ACTIVITY
From the first line to the last, return the data exactly as it stands.

Top of SUPPLIED RECORDS

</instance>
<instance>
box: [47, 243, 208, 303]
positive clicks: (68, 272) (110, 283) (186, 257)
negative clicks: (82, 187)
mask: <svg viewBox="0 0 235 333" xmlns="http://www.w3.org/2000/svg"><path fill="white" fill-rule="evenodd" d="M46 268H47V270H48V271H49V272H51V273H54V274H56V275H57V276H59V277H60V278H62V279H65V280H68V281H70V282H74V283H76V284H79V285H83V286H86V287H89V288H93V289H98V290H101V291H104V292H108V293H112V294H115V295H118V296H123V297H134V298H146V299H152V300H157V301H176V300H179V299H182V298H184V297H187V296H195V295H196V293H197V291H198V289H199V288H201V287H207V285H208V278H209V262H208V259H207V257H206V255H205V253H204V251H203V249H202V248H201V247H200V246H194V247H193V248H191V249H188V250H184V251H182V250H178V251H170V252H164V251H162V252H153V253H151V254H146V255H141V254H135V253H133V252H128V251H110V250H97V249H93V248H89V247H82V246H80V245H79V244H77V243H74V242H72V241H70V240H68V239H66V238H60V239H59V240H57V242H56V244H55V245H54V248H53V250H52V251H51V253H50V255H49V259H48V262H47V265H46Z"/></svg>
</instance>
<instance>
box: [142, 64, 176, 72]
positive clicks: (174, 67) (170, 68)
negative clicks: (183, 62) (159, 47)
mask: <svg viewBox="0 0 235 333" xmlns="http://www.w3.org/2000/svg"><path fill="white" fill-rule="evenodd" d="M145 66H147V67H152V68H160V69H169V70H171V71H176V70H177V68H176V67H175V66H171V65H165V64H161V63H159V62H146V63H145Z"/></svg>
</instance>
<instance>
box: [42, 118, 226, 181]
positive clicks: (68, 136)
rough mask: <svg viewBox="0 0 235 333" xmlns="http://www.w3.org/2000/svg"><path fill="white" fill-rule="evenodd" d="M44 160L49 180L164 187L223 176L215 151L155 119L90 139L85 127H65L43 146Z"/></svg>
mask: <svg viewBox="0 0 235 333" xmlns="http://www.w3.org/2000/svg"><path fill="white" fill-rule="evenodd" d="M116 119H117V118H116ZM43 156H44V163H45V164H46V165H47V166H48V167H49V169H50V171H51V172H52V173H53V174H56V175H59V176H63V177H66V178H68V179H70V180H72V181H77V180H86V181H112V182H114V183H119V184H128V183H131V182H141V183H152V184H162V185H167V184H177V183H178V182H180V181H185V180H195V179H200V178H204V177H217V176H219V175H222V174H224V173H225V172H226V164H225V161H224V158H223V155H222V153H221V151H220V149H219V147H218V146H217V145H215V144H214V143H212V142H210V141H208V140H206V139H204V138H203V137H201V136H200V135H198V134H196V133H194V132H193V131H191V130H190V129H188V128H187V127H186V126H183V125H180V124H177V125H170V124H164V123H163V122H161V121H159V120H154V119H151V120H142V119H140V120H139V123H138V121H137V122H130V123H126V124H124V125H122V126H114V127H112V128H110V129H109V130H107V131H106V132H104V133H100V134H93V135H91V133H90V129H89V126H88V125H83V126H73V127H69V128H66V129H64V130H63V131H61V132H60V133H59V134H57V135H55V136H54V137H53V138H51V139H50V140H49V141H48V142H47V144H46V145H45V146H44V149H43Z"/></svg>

Bottom of SUPPLIED RECORDS

PROBLEM SOLUTION
</instance>
<instance>
box: [47, 243, 208, 303]
positive clicks: (68, 272) (110, 283) (186, 257)
negative clicks: (82, 187)
mask: <svg viewBox="0 0 235 333" xmlns="http://www.w3.org/2000/svg"><path fill="white" fill-rule="evenodd" d="M46 268H47V270H48V271H49V272H51V273H54V274H56V275H57V276H59V277H60V278H62V279H65V280H68V281H70V282H74V283H76V284H79V285H83V286H86V287H89V288H93V289H98V290H101V291H104V292H108V293H112V294H115V295H118V296H123V297H134V298H146V299H152V300H157V301H176V300H179V299H182V298H184V297H187V296H195V295H196V293H197V291H198V289H199V288H201V287H207V285H208V278H209V262H208V259H207V257H206V255H205V253H204V251H203V249H202V248H201V247H200V246H194V247H193V248H191V249H188V250H184V251H182V250H178V251H170V252H164V251H162V252H153V253H151V254H146V255H141V254H135V253H133V252H128V251H110V250H97V249H93V248H89V247H82V246H80V245H79V244H77V243H74V242H72V241H70V240H68V239H66V238H60V239H59V240H57V242H56V244H55V245H54V248H53V250H52V251H51V253H50V255H49V259H48V262H47V265H46Z"/></svg>
</instance>
<instance>
box: [142, 64, 176, 72]
positive clicks: (174, 67) (170, 68)
negative clicks: (183, 62) (159, 47)
mask: <svg viewBox="0 0 235 333" xmlns="http://www.w3.org/2000/svg"><path fill="white" fill-rule="evenodd" d="M145 66H147V67H152V68H160V69H169V70H171V71H176V70H177V68H176V67H175V66H171V65H165V64H161V63H159V62H146V63H145Z"/></svg>
</instance>
<instance>
box: [42, 118, 226, 181]
positive clicks: (68, 136)
rough mask: <svg viewBox="0 0 235 333" xmlns="http://www.w3.org/2000/svg"><path fill="white" fill-rule="evenodd" d="M44 160L49 180L164 187L223 176L215 151L155 119L90 139L85 127H65L43 146Z"/></svg>
mask: <svg viewBox="0 0 235 333" xmlns="http://www.w3.org/2000/svg"><path fill="white" fill-rule="evenodd" d="M116 119H117V118H116ZM43 156H44V163H45V164H46V165H47V166H48V167H49V169H50V171H51V172H52V173H53V174H56V175H59V176H63V177H66V178H68V179H70V180H72V181H77V180H86V181H112V182H114V183H119V184H128V183H131V182H141V183H152V184H162V185H167V184H177V183H178V182H180V181H185V180H195V179H200V178H204V177H217V176H219V175H222V174H224V173H225V172H226V164H225V161H224V158H223V155H222V153H221V151H220V149H219V147H218V146H217V145H215V144H214V143H212V142H210V141H208V140H206V139H204V138H203V137H201V136H200V135H198V134H196V133H194V132H193V131H191V130H190V129H188V128H187V127H186V126H183V125H180V124H177V125H170V124H164V123H163V122H161V121H159V120H154V119H151V120H142V119H140V120H139V123H138V121H137V122H130V123H126V124H124V125H122V126H114V127H112V128H110V129H109V130H107V131H106V132H104V133H100V134H93V135H91V133H90V129H89V126H88V125H83V126H73V127H69V128H66V129H64V130H63V131H61V132H60V133H59V134H57V135H55V136H54V137H53V138H51V139H50V140H49V141H48V142H47V144H46V145H45V146H44V149H43Z"/></svg>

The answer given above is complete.